Data for analysis START

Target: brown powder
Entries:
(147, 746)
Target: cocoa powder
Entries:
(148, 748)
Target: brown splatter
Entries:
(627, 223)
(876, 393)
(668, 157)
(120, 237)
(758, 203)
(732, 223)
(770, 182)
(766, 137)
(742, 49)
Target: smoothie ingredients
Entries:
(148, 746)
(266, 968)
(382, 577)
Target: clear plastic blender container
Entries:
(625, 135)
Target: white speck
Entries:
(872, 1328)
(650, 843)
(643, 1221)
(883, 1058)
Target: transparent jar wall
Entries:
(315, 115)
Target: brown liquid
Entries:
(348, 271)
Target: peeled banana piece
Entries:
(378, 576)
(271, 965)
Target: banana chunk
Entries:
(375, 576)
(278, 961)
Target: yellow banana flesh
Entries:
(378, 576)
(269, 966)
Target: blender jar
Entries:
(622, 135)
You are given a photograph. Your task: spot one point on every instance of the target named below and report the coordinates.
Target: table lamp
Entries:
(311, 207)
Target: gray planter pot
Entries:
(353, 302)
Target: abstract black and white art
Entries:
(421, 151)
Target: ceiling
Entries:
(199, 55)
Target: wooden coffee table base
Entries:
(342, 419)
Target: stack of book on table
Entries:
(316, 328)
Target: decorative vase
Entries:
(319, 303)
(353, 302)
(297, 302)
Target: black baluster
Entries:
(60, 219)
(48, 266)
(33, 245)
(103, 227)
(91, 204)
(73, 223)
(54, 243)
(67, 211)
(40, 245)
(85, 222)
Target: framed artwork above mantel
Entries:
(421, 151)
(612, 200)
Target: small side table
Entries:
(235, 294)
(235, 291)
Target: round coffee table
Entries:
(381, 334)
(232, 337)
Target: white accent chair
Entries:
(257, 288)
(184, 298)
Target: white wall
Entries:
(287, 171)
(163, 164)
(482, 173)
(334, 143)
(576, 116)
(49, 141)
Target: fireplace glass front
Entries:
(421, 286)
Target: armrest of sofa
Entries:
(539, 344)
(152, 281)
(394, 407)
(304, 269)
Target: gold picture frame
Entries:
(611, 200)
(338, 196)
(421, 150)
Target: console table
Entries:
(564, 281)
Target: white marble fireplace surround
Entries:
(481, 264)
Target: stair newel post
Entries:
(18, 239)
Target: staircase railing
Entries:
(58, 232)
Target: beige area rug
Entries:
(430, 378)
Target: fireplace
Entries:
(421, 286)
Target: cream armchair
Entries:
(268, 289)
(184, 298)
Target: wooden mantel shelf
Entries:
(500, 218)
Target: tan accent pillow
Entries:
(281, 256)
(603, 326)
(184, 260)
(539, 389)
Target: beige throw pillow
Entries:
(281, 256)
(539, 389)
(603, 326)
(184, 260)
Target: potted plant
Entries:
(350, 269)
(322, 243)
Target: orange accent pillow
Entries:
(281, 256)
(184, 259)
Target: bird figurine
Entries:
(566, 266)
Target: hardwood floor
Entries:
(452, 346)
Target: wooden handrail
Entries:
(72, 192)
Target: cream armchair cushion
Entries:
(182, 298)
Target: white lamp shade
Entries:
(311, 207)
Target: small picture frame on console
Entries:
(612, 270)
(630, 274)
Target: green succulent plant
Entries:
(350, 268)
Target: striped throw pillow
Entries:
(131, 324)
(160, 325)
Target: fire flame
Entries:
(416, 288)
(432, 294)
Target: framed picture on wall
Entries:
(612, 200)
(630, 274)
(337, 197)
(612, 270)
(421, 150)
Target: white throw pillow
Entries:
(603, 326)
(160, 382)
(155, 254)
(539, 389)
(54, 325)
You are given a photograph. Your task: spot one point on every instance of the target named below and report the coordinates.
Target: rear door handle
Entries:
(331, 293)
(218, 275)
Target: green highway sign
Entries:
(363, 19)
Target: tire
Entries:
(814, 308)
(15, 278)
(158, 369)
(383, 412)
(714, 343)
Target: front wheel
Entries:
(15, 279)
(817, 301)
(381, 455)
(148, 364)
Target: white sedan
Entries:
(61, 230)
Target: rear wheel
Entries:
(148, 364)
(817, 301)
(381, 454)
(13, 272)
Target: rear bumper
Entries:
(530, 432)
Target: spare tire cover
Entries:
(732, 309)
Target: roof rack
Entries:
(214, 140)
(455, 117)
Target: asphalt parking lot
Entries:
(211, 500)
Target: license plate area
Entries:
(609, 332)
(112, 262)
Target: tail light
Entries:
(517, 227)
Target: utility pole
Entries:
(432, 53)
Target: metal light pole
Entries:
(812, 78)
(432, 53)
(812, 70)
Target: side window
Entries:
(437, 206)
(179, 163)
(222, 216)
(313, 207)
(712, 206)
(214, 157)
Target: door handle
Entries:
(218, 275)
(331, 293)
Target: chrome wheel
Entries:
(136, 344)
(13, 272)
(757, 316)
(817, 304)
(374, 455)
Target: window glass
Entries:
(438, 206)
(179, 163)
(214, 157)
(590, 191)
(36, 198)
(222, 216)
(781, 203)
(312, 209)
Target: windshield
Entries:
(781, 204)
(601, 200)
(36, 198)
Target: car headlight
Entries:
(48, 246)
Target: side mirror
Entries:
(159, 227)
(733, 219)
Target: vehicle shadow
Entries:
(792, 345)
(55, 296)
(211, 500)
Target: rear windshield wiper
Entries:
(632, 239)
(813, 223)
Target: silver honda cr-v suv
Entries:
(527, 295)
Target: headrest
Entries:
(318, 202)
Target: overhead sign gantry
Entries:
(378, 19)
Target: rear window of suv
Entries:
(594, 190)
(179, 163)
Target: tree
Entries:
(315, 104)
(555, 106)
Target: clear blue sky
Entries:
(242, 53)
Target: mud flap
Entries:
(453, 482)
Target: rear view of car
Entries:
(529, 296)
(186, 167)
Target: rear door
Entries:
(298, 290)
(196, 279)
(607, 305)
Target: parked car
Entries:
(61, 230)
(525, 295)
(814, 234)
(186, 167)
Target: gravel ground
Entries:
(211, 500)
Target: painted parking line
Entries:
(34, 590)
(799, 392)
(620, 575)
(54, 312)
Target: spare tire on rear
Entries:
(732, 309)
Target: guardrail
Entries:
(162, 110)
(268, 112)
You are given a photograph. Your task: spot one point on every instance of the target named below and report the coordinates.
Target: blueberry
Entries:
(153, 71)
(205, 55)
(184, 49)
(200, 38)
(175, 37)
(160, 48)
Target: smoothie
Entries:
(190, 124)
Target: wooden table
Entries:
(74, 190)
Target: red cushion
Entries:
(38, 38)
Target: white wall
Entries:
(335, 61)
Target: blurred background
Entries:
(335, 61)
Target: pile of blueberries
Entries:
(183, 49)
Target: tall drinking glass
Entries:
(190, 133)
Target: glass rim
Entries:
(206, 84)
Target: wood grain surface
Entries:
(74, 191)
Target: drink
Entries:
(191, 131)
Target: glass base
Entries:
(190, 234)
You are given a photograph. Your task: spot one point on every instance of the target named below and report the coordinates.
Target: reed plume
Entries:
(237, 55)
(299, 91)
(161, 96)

Data for analysis END
Data for analysis START

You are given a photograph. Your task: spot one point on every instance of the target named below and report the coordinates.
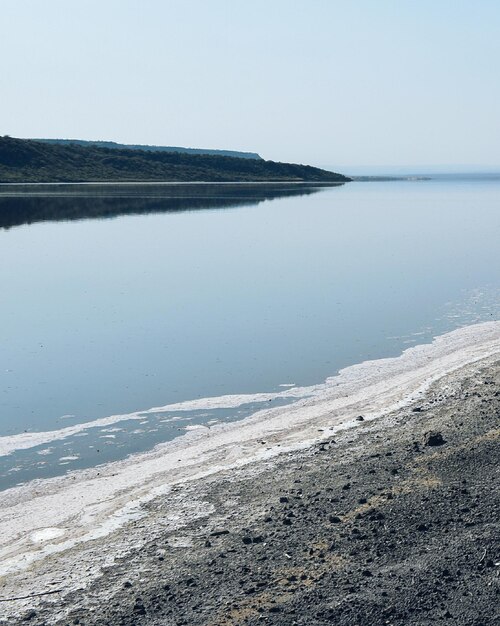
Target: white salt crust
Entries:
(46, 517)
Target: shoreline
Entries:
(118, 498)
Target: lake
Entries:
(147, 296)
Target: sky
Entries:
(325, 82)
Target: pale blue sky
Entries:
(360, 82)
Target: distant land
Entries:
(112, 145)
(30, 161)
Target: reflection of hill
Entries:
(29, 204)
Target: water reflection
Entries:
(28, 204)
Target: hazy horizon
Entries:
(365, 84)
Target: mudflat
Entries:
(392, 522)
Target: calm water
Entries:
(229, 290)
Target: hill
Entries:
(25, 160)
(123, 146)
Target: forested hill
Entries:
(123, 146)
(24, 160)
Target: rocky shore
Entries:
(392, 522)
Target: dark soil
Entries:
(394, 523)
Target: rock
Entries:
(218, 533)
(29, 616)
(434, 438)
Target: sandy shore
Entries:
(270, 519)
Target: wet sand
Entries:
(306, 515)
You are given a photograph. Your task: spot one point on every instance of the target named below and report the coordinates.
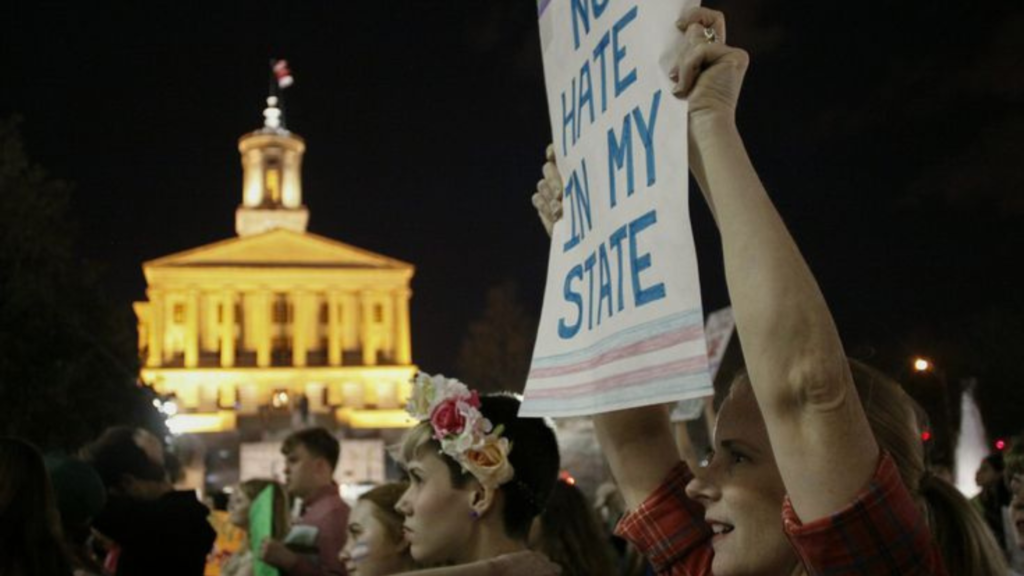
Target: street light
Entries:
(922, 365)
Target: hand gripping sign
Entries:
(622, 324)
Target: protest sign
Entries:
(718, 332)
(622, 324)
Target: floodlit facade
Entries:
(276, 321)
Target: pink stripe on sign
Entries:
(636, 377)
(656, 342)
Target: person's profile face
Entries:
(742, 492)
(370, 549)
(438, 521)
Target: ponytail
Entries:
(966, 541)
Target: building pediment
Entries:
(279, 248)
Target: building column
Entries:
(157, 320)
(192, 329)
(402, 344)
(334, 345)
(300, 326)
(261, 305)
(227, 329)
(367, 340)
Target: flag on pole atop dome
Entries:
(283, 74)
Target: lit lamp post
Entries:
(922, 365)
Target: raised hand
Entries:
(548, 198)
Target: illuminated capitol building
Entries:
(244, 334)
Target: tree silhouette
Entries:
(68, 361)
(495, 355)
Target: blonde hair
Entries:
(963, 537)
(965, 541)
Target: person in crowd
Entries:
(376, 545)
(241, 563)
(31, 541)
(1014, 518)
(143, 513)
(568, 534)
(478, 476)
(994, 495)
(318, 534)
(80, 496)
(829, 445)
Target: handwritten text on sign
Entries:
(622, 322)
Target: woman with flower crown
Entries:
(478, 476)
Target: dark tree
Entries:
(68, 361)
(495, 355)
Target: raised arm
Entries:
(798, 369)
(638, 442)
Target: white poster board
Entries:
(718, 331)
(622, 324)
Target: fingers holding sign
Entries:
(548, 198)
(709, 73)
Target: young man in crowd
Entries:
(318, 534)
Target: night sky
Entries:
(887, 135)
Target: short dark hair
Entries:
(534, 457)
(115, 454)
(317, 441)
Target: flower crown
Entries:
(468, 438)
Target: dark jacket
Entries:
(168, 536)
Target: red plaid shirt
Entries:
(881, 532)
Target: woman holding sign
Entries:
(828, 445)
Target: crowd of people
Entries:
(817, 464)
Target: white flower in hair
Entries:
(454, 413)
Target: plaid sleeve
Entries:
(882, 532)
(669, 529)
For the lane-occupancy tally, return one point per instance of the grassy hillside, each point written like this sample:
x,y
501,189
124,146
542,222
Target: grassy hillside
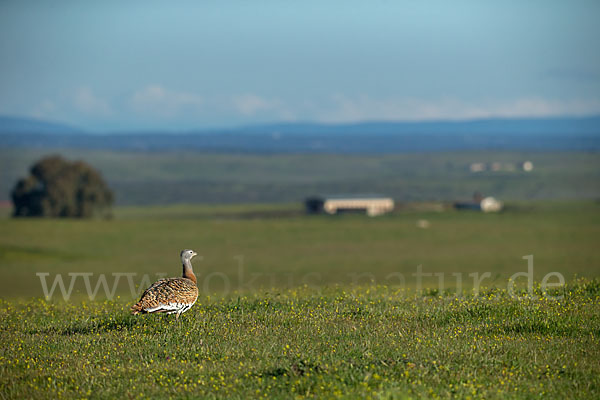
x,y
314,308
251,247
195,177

Data for analysis END
Data for analysis START

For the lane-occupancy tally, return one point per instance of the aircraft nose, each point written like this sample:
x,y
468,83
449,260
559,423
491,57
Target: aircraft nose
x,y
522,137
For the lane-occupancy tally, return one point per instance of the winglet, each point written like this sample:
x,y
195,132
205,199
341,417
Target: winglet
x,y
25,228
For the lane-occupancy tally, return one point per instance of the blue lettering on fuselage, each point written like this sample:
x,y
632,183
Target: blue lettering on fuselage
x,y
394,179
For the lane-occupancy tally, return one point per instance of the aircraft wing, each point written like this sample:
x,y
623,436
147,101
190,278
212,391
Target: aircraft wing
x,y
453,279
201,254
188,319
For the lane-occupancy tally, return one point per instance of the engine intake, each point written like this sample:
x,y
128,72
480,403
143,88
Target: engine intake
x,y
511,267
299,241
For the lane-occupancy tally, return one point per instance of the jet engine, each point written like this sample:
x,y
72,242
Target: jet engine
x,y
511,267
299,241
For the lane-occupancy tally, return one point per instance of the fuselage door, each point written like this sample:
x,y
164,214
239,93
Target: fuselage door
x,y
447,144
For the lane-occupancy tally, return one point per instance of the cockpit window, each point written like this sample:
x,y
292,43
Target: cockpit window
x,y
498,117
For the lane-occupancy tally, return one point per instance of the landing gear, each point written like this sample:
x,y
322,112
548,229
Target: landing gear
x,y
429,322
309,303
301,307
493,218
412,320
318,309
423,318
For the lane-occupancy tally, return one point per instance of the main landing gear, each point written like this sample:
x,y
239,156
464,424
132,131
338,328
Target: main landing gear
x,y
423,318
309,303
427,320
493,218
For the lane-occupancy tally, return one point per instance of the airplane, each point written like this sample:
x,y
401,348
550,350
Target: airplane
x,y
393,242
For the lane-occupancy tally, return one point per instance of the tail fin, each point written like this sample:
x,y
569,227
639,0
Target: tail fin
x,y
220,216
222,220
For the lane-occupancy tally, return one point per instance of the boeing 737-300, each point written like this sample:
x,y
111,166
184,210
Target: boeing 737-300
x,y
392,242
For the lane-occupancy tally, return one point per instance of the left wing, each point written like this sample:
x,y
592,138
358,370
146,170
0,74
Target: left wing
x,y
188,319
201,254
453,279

Data for analysis END

Directions for this task —
Note each line above that contains "area" and copy it out.

Answer space —
Target: beige area rug
Target: license plate area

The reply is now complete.